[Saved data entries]
++++++
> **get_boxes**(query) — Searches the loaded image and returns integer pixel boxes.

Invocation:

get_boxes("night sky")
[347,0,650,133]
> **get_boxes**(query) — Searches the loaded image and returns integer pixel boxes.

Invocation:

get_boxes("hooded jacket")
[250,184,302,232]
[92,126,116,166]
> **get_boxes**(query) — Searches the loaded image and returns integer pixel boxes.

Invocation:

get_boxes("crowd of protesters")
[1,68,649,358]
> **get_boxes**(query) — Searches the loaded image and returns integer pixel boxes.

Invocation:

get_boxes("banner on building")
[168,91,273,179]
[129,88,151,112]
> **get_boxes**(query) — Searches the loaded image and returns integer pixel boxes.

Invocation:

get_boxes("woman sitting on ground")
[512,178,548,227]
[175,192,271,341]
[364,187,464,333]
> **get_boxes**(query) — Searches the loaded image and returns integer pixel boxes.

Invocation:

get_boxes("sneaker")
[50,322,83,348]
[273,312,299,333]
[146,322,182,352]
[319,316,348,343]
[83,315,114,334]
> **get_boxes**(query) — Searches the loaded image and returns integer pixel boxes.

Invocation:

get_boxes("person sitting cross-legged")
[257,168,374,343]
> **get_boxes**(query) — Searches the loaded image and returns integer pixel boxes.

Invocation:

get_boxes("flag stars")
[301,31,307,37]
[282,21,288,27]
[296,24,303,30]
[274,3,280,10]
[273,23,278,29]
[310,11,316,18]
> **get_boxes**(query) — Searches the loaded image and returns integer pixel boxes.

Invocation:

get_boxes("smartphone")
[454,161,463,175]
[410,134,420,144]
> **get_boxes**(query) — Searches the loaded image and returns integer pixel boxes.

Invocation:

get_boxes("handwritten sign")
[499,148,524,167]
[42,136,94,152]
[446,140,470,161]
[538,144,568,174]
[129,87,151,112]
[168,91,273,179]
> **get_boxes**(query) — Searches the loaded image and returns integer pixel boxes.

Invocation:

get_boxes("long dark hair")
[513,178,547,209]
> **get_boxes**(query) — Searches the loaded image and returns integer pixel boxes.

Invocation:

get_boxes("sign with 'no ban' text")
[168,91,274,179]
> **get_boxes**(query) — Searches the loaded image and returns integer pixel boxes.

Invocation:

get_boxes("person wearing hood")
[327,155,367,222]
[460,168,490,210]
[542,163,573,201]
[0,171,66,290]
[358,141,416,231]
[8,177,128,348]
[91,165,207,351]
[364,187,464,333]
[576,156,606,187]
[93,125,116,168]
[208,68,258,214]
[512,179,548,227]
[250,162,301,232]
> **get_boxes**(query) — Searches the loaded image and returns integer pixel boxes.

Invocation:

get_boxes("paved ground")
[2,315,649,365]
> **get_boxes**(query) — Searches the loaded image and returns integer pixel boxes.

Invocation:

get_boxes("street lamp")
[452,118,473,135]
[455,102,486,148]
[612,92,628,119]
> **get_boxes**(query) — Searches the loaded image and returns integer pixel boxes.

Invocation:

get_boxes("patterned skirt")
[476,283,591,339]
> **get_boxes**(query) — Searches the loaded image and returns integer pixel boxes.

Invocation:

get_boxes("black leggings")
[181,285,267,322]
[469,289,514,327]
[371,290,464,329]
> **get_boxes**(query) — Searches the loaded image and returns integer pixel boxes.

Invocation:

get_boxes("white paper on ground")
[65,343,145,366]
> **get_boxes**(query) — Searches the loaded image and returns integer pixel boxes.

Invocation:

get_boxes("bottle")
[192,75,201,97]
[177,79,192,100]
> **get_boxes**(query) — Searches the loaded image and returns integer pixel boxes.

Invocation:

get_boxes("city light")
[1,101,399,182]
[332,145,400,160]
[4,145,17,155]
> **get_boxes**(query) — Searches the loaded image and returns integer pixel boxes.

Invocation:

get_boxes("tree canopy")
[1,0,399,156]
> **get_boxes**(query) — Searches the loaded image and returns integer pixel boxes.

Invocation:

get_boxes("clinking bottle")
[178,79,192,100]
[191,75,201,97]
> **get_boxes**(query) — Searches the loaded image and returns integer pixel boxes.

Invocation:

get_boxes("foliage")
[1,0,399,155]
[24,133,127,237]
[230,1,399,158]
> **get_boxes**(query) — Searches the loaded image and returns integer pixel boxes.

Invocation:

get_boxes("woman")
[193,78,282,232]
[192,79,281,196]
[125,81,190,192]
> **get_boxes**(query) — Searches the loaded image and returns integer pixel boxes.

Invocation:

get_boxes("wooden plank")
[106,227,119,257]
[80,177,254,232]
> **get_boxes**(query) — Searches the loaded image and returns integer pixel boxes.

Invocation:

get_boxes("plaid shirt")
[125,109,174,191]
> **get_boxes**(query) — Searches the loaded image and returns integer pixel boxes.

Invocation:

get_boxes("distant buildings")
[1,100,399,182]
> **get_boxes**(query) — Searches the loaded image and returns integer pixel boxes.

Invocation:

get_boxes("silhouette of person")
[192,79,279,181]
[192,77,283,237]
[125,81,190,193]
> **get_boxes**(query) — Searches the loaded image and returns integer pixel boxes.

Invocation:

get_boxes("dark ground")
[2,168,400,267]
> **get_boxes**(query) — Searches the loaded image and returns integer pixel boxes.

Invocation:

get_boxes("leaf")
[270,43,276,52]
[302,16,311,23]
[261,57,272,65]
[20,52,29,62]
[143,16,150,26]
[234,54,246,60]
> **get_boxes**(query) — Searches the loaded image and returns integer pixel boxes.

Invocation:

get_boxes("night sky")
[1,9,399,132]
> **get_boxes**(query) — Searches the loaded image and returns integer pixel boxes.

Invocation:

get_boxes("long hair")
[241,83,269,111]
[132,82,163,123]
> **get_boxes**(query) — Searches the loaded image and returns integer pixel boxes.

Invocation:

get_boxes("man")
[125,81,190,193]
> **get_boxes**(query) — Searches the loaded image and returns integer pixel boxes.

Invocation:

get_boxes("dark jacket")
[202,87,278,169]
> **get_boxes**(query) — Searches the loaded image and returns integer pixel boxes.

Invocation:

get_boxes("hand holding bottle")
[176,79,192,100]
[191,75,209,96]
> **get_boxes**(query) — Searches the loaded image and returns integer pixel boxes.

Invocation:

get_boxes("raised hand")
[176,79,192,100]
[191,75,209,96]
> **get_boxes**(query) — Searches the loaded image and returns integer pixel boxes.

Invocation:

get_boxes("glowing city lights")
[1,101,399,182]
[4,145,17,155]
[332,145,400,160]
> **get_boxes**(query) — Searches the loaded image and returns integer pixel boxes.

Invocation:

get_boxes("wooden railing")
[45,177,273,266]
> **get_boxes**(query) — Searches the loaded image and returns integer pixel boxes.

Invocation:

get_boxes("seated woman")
++++++
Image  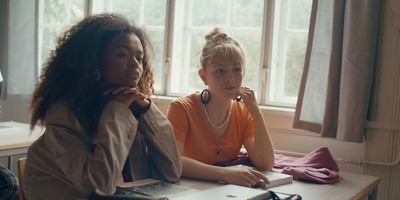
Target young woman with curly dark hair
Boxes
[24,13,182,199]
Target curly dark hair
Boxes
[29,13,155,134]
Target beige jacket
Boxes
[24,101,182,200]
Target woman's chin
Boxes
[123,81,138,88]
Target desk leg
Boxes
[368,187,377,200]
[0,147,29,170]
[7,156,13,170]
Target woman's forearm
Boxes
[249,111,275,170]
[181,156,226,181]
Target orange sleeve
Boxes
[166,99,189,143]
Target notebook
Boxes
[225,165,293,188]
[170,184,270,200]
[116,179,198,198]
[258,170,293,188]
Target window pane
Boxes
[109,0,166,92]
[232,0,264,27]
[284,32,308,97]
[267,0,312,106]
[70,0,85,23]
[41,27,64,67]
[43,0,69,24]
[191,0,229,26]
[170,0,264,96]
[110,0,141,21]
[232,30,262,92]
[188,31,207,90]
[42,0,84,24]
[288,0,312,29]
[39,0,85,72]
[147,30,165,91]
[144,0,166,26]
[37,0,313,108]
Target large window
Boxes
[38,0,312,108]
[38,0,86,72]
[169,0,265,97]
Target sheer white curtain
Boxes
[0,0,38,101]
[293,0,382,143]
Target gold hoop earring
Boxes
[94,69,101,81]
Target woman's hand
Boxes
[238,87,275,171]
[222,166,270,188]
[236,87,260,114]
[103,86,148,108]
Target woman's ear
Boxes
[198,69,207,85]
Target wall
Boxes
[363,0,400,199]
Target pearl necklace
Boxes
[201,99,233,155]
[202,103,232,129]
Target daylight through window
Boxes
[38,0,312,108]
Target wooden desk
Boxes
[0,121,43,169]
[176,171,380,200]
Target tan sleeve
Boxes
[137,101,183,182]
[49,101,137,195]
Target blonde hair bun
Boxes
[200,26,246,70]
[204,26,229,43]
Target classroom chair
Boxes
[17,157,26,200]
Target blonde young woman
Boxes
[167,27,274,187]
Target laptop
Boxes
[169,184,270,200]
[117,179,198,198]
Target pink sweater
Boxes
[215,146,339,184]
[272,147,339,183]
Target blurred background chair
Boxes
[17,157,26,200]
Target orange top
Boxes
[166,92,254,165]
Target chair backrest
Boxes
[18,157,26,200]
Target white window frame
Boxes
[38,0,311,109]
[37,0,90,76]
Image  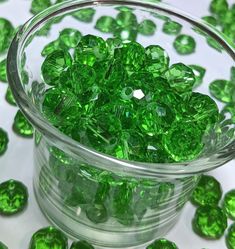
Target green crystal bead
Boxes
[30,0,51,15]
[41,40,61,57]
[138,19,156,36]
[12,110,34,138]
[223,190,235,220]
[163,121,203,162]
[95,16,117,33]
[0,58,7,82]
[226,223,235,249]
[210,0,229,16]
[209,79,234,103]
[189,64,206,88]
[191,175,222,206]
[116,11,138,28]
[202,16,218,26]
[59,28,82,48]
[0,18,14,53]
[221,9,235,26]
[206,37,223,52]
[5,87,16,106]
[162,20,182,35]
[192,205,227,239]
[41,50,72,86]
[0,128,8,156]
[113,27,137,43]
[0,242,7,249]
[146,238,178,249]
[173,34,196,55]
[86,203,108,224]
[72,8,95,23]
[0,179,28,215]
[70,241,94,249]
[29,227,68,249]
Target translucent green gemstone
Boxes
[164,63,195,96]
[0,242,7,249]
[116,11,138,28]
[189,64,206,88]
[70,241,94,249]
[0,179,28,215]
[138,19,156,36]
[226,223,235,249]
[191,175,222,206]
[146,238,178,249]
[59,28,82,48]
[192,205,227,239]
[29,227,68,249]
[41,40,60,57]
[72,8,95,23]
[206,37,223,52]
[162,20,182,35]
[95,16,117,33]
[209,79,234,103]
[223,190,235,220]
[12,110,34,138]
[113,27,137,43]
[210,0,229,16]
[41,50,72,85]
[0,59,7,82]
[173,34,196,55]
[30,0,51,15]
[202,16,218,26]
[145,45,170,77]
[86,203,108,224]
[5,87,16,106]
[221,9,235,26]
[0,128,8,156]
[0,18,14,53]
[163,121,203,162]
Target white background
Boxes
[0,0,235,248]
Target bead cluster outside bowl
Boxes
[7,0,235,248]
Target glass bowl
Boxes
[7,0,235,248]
++++++
> **WHAT THIS TASK INVOLVES**:
Every line above that carries the string "bead" should be copied.

> **OUTPUT OF THE TASK**:
Target green crystal bead
Target bead cluster outside bowl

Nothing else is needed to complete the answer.